Copy every line of the material below word for word, without changing anything.
------------------------------------------------------------
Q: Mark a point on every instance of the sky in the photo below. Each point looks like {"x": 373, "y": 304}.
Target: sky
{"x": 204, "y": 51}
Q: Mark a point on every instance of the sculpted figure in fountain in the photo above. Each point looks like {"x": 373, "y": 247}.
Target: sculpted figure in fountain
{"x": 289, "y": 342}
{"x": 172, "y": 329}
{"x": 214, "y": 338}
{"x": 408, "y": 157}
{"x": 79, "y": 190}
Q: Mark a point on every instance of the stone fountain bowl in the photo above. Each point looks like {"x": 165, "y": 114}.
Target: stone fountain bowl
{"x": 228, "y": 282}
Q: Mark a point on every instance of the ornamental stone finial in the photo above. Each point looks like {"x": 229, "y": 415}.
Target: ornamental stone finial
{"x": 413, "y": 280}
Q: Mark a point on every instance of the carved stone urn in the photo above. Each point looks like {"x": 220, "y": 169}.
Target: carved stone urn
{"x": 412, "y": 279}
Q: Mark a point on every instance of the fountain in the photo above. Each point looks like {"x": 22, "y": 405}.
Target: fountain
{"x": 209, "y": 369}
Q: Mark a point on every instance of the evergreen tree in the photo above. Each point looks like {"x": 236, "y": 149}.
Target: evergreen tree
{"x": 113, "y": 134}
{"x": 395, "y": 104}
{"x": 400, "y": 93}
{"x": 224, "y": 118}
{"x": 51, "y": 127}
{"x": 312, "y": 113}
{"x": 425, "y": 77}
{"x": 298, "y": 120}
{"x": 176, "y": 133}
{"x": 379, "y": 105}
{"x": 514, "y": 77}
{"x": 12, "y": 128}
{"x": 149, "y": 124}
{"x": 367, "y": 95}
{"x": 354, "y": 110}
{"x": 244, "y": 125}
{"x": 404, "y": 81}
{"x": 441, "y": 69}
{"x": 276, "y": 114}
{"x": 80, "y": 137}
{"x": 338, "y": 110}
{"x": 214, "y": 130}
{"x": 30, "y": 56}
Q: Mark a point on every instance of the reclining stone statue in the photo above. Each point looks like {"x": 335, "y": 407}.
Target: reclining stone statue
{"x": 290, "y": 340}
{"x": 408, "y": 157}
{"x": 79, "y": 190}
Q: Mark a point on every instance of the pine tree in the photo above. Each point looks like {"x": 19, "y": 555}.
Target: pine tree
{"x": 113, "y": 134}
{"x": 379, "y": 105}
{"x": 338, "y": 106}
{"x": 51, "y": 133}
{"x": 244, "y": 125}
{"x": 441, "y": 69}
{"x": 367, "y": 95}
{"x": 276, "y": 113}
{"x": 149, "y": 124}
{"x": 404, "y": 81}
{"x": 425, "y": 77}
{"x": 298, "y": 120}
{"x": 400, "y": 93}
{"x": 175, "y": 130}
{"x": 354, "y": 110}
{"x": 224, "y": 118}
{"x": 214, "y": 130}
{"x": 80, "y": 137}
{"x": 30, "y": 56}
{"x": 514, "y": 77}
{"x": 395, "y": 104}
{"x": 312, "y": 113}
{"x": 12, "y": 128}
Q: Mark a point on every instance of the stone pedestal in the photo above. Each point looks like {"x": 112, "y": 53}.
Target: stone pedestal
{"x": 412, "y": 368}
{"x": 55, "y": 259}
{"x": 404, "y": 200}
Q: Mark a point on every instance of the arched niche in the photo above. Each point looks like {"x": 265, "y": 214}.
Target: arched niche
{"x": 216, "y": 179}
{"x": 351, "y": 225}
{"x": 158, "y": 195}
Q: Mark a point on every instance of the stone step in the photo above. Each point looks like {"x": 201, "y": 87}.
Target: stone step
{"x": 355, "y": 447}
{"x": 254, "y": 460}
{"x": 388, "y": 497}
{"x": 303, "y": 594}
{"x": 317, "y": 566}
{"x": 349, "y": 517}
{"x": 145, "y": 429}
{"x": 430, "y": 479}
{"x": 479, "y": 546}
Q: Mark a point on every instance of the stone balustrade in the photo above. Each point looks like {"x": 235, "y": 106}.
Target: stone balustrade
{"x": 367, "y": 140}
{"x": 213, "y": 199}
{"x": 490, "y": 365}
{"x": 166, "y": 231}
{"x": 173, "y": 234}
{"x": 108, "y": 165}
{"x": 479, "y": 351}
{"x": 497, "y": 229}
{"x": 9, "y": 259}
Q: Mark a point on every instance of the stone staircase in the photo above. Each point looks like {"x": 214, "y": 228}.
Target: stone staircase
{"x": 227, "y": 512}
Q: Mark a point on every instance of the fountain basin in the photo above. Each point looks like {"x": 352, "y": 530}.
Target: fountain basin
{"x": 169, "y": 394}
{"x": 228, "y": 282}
------------------------------------------------------------
# Solution below
Q: Mark a point on every instance of the sky in the photo below. Each point looks like {"x": 373, "y": 304}.
Target: sky
{"x": 204, "y": 51}
Q: Mark a point on every instance of the sculpted figure in fountain in the photo above. Each point looks like {"x": 373, "y": 247}.
Target: sculpted figure in fountain
{"x": 289, "y": 342}
{"x": 172, "y": 329}
{"x": 214, "y": 338}
{"x": 408, "y": 157}
{"x": 79, "y": 190}
Q: Mark a point on every instance of the stone fountain bowl in the photo above. Each point looks like {"x": 165, "y": 114}.
Target: stone fountain bowl
{"x": 228, "y": 282}
Q: Mark a point on every instance of the ornamental stone finial in the photo above. Each point looks like {"x": 229, "y": 415}.
Target: ornamental stone finial
{"x": 413, "y": 280}
Q: Mark a point on every instance of the carved stone urn in the photo above. Each point looks like {"x": 220, "y": 169}.
Target: carved stone urn
{"x": 412, "y": 279}
Q: Mark a point on every instance of the fountain in the photo above. Each point looks like {"x": 22, "y": 405}.
Target: fountain
{"x": 209, "y": 369}
Q: Mark a point on every instance of the evergreen tree in the photo above. Each point looks like {"x": 236, "y": 149}.
Target: evergreen tree
{"x": 113, "y": 134}
{"x": 395, "y": 104}
{"x": 400, "y": 93}
{"x": 224, "y": 118}
{"x": 51, "y": 127}
{"x": 312, "y": 113}
{"x": 425, "y": 77}
{"x": 298, "y": 120}
{"x": 176, "y": 133}
{"x": 379, "y": 105}
{"x": 514, "y": 77}
{"x": 12, "y": 128}
{"x": 149, "y": 124}
{"x": 367, "y": 95}
{"x": 354, "y": 110}
{"x": 244, "y": 125}
{"x": 404, "y": 81}
{"x": 441, "y": 69}
{"x": 276, "y": 114}
{"x": 80, "y": 137}
{"x": 338, "y": 110}
{"x": 214, "y": 130}
{"x": 30, "y": 56}
Q: Mark a point on every instance of the reclining stone statue in the photo above. Each point looks like {"x": 335, "y": 407}.
Target: reclining stone statue
{"x": 290, "y": 340}
{"x": 408, "y": 157}
{"x": 79, "y": 190}
Q: Mark a point on every instance of the pine tree in the photo above. Each point looks like {"x": 19, "y": 555}.
Target: pine tree
{"x": 113, "y": 134}
{"x": 379, "y": 105}
{"x": 338, "y": 106}
{"x": 51, "y": 133}
{"x": 244, "y": 125}
{"x": 441, "y": 69}
{"x": 367, "y": 95}
{"x": 276, "y": 113}
{"x": 149, "y": 124}
{"x": 404, "y": 81}
{"x": 425, "y": 77}
{"x": 298, "y": 120}
{"x": 400, "y": 93}
{"x": 175, "y": 130}
{"x": 354, "y": 110}
{"x": 224, "y": 118}
{"x": 214, "y": 130}
{"x": 80, "y": 137}
{"x": 30, "y": 56}
{"x": 514, "y": 77}
{"x": 395, "y": 104}
{"x": 312, "y": 113}
{"x": 12, "y": 128}
Q: Mark a point on every instance of the stone pedestal in the photo above. Each point looks like {"x": 112, "y": 53}.
Target: stone pedestal
{"x": 412, "y": 368}
{"x": 55, "y": 259}
{"x": 404, "y": 200}
Q: Mark a point on every instance of the arched niche in the photo above. Each point looks like {"x": 265, "y": 214}.
Target: arched niche
{"x": 216, "y": 179}
{"x": 351, "y": 225}
{"x": 158, "y": 195}
Q: Mark a point on every instance of the stone step in the photo above. Each point looks like {"x": 201, "y": 87}.
Target: stone step
{"x": 355, "y": 447}
{"x": 254, "y": 460}
{"x": 388, "y": 497}
{"x": 303, "y": 594}
{"x": 317, "y": 566}
{"x": 349, "y": 517}
{"x": 145, "y": 429}
{"x": 430, "y": 479}
{"x": 479, "y": 546}
Q: Mark a point on every instance of the stone balustrade in the photo above. Each point looks like {"x": 235, "y": 106}.
Target: stone balustrade
{"x": 367, "y": 140}
{"x": 213, "y": 199}
{"x": 490, "y": 365}
{"x": 166, "y": 231}
{"x": 173, "y": 234}
{"x": 108, "y": 165}
{"x": 479, "y": 351}
{"x": 497, "y": 229}
{"x": 9, "y": 259}
Q: Mark a point on every instance of the stone staircase in the photo above. Each point looks like {"x": 214, "y": 228}.
Target: stone staircase
{"x": 227, "y": 512}
Q: Mark a point on every instance of the fountain basin in the photo above. Each point looks like {"x": 352, "y": 530}.
Target: fountain basin
{"x": 169, "y": 394}
{"x": 228, "y": 282}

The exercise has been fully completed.